## DIRECTIONS FOR THIS TASK
Output all of the data below verbatim, leaving out the pictures.
========================================================================
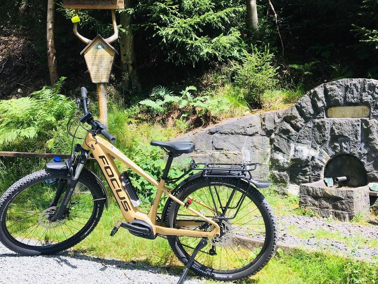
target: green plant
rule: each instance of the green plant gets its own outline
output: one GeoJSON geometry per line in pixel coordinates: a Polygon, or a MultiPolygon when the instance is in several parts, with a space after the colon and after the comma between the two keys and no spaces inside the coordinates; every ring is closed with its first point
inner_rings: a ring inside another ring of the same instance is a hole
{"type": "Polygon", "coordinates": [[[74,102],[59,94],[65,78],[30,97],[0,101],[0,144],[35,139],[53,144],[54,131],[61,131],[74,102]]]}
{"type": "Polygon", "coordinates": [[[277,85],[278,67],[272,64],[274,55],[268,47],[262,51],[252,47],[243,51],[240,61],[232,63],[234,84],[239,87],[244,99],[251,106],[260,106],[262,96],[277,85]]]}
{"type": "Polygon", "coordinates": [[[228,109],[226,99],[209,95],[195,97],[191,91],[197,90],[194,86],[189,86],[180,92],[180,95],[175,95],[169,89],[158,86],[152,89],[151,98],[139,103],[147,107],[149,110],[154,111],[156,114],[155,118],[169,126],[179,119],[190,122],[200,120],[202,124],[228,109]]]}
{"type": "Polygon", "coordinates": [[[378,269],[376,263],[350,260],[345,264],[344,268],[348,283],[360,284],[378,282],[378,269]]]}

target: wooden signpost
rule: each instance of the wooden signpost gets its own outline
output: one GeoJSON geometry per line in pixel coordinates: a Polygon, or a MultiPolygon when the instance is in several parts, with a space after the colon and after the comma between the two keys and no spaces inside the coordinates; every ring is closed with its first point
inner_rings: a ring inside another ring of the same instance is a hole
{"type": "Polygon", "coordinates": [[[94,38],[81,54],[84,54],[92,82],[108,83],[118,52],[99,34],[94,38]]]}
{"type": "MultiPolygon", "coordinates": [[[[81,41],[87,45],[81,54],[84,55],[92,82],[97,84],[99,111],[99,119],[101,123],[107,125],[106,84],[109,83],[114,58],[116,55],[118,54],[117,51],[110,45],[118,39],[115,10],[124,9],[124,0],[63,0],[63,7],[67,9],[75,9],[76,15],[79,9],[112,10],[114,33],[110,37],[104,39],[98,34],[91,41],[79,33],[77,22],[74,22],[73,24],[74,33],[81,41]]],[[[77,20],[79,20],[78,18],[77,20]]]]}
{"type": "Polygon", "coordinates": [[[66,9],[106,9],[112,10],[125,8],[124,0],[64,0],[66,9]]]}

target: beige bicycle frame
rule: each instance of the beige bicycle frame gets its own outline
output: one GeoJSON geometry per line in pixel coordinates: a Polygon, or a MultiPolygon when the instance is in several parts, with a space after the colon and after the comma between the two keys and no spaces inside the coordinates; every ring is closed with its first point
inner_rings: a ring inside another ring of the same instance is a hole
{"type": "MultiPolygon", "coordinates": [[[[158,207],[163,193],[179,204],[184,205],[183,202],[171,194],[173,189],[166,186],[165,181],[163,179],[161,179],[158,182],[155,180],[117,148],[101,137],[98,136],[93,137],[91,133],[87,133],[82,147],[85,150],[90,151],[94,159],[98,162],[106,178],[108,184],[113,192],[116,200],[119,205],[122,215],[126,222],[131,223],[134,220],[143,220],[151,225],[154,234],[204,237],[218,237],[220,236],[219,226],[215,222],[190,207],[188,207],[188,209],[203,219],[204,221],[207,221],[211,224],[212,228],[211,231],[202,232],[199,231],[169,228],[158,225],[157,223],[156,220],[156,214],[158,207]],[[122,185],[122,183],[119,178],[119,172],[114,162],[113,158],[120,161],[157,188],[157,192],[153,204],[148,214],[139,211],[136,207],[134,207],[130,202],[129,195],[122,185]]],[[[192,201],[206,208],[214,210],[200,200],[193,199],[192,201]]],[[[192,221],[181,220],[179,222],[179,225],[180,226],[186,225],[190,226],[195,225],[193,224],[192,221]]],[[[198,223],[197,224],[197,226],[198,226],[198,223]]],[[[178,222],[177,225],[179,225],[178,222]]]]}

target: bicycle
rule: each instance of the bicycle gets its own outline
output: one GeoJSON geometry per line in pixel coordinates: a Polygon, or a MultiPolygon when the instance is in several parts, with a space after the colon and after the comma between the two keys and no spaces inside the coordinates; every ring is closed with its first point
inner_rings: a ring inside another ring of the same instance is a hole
========================================================================
## RESULT OF THIS EXERCISE
target: green plant
rule: each instance of the green plant gets its own outline
output: one GeoJSON geometry per line in pixel coordinates: a Polygon, or a MultiPolygon when the instance is in several parts, with a space after the colon and after the comma between the two keys and no spaces inside the coordinates; every ring is closed with its first point
inner_rings: a ring inside another ring of the same instance is a hole
{"type": "Polygon", "coordinates": [[[74,102],[59,94],[65,78],[30,97],[0,101],[0,144],[35,139],[53,144],[54,131],[61,131],[74,102]]]}
{"type": "Polygon", "coordinates": [[[277,85],[278,67],[272,64],[274,55],[268,47],[262,51],[252,47],[243,51],[240,61],[232,63],[234,84],[239,87],[244,99],[251,106],[260,106],[262,96],[277,85]]]}
{"type": "Polygon", "coordinates": [[[228,109],[226,99],[209,95],[195,97],[191,91],[197,90],[194,86],[189,86],[180,92],[180,95],[175,95],[169,89],[158,86],[152,89],[151,98],[139,103],[147,107],[149,110],[154,111],[156,114],[155,118],[169,126],[179,119],[190,122],[200,120],[202,124],[228,109]]]}
{"type": "Polygon", "coordinates": [[[378,269],[376,263],[350,260],[345,264],[344,268],[348,283],[360,284],[378,282],[378,269]]]}

target: wooden signpost
rule: each instance of the wooden signpost gets its own outline
output: one GeoJSON geometry per line in pixel coordinates: a Polygon, or a MultiPolygon when the instance is in several parts, with a space after the colon and after the comma between the two keys and no spaces inside the coordinates; every ring is closed with its first point
inner_rings: a ring inside another ring of the same instance is a hole
{"type": "Polygon", "coordinates": [[[94,38],[81,54],[84,54],[92,82],[108,83],[118,52],[99,34],[94,38]]]}
{"type": "MultiPolygon", "coordinates": [[[[81,41],[87,45],[81,54],[84,55],[92,82],[97,84],[99,111],[99,119],[101,123],[107,125],[106,84],[109,83],[114,58],[116,55],[118,54],[117,51],[110,45],[118,39],[115,10],[124,9],[124,0],[63,0],[63,7],[67,9],[75,9],[76,15],[79,9],[112,10],[114,33],[110,37],[104,39],[98,34],[91,41],[79,33],[77,22],[74,22],[73,24],[74,33],[81,41]]],[[[77,20],[79,20],[78,18],[77,20]]]]}
{"type": "Polygon", "coordinates": [[[66,9],[106,9],[112,10],[125,8],[124,0],[64,0],[66,9]]]}

target: beige bicycle frame
rule: each instance of the beige bicycle frame gets its own outline
output: one GeoJSON geometry per line in pixel coordinates: a Polygon, or a MultiPolygon when the instance is in several parts, with a space after the colon and after the comma between the two keys and no spaces inside the coordinates; every ring is closed with its first point
inner_rings: a ring inside another ring of the same instance is a hole
{"type": "MultiPolygon", "coordinates": [[[[158,207],[163,193],[179,204],[184,205],[183,202],[171,194],[173,189],[166,186],[165,181],[163,179],[161,179],[158,182],[155,180],[117,148],[101,137],[98,136],[93,137],[91,133],[87,133],[82,147],[85,150],[90,151],[94,159],[98,162],[106,178],[108,184],[113,192],[116,200],[119,205],[122,215],[126,222],[131,223],[134,220],[143,220],[151,225],[154,234],[204,237],[218,237],[220,236],[219,226],[215,222],[190,207],[188,207],[188,209],[203,219],[204,221],[207,221],[211,224],[212,228],[211,231],[202,232],[199,231],[169,228],[158,225],[157,223],[156,220],[156,214],[158,207]],[[122,185],[122,183],[119,178],[119,172],[114,162],[113,158],[120,161],[157,188],[157,192],[153,204],[148,214],[139,211],[136,207],[134,207],[130,202],[129,195],[122,185]]],[[[192,201],[206,208],[214,210],[200,200],[193,199],[192,201]]],[[[192,221],[181,220],[179,222],[179,225],[180,226],[186,225],[190,226],[195,225],[193,224],[192,221]]],[[[198,223],[197,224],[197,226],[198,226],[198,223]]],[[[178,222],[177,225],[179,225],[178,222]]]]}

target: bicycle
rule: each instance of the bicycle gets its own outline
output: one GeoJSON geometry per line in pixel coordinates: a Polygon, or a MultiPolygon when the instance is in several parts, with a space after the colon and after the comma between the two keys and no spaces inside the coordinates; every ring is closed with its first point
inner_rings: a ring inside another ring of the same instance is a hole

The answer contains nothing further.